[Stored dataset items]
===============
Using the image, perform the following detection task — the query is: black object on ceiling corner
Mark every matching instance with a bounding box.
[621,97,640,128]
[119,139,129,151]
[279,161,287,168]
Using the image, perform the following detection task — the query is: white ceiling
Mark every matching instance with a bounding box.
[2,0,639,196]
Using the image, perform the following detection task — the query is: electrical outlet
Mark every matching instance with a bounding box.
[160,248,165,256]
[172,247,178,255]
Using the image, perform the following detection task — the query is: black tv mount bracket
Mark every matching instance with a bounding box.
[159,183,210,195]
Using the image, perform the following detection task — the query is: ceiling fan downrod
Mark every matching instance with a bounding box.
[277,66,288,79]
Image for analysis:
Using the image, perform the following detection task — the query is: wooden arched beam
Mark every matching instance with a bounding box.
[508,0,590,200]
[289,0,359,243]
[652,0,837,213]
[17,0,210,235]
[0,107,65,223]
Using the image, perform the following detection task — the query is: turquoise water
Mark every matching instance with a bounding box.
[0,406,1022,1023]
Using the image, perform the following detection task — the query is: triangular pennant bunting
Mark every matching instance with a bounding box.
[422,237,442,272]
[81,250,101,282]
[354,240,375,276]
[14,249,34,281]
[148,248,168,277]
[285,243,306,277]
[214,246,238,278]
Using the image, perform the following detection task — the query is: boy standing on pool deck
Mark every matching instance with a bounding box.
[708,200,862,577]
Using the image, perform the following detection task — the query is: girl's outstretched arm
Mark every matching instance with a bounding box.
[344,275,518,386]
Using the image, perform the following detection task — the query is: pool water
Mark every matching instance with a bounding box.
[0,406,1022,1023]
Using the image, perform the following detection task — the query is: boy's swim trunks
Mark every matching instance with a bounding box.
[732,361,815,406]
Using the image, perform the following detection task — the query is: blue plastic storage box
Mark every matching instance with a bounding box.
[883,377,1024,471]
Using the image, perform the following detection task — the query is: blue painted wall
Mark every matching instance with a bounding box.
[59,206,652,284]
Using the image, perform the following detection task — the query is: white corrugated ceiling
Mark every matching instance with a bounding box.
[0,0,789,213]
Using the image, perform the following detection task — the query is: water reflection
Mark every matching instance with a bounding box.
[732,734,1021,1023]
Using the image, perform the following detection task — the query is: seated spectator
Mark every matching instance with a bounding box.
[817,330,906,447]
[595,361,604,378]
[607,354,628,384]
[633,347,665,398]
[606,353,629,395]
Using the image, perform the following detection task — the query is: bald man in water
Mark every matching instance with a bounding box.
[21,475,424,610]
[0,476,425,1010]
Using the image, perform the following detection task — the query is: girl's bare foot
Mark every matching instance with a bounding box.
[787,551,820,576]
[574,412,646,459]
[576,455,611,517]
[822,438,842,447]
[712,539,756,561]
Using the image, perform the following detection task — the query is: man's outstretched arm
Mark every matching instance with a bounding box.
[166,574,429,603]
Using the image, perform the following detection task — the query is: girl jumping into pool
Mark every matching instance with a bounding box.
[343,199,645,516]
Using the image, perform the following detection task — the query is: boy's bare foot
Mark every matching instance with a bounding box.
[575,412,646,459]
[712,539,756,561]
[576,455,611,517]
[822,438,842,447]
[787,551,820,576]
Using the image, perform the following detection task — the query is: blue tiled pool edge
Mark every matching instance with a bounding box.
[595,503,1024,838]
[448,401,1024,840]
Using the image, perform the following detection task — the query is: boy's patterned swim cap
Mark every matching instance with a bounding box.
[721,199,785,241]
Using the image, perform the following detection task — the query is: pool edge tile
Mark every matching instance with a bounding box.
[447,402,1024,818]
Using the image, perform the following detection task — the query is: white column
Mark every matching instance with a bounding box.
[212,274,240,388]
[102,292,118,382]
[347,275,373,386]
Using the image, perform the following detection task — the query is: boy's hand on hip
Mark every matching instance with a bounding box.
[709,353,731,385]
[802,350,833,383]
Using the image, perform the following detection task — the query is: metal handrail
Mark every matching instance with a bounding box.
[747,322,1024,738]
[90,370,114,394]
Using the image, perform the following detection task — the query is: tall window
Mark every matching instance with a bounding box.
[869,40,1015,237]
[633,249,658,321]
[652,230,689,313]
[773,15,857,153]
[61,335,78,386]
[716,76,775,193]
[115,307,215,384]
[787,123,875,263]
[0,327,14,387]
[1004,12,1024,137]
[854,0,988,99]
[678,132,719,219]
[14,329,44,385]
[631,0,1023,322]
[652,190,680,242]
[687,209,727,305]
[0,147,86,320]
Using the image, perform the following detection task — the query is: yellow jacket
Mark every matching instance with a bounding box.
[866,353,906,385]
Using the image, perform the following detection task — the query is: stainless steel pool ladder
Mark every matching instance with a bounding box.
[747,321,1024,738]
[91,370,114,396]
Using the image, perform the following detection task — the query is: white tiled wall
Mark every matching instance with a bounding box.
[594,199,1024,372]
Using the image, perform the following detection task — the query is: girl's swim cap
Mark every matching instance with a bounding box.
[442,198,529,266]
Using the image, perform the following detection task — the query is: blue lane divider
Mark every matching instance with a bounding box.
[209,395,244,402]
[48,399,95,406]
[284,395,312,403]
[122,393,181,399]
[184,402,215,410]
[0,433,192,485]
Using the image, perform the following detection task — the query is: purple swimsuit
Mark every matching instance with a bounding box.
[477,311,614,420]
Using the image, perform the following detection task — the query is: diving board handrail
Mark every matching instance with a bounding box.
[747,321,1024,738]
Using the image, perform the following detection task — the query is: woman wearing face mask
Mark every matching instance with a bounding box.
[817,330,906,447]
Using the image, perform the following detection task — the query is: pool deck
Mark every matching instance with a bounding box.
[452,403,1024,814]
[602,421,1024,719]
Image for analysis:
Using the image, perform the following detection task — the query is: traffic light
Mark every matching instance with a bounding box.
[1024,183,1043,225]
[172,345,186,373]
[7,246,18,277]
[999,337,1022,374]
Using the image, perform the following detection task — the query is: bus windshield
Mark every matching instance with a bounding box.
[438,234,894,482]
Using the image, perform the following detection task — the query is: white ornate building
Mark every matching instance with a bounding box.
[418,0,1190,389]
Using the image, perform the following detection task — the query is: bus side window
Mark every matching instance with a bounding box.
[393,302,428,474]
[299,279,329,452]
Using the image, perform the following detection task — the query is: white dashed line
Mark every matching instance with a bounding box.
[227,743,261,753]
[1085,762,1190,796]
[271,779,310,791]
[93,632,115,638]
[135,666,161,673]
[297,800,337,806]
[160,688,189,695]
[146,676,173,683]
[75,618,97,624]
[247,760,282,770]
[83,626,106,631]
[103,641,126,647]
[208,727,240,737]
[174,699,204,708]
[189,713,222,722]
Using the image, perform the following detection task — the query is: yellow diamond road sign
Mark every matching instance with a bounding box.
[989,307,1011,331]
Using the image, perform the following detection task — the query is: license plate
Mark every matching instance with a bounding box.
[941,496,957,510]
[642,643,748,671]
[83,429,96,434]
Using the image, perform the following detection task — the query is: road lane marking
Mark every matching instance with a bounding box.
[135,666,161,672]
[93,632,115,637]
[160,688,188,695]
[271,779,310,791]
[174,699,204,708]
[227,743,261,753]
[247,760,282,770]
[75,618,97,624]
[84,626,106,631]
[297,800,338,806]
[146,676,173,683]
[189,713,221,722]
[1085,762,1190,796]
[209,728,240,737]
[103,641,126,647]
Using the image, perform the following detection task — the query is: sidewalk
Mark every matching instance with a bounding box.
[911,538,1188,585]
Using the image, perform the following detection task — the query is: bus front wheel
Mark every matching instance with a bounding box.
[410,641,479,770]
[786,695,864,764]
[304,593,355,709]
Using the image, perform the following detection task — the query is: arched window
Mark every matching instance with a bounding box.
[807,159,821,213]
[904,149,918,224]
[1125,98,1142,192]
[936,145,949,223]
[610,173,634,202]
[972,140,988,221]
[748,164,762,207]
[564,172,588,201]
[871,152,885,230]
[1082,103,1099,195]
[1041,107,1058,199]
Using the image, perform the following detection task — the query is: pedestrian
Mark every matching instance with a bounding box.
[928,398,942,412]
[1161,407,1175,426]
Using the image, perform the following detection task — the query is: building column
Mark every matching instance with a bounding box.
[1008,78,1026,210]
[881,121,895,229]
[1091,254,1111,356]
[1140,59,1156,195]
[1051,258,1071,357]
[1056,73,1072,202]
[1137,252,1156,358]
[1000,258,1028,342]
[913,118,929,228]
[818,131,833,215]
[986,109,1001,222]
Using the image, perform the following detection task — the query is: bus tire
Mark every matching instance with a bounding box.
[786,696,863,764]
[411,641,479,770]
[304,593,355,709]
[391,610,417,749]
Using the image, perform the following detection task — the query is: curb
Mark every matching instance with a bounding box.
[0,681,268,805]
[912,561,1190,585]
===============
=== ASSIGNMENT ===
Scan the records above, then copy out each line that mentions "window".

=== SOLUTION ===
Using the image, perform the following detection task — the query is: tall window
Using the image, perform the following detection task — the query is: bus side window
Using the image, perform the following detection task — the query is: arched window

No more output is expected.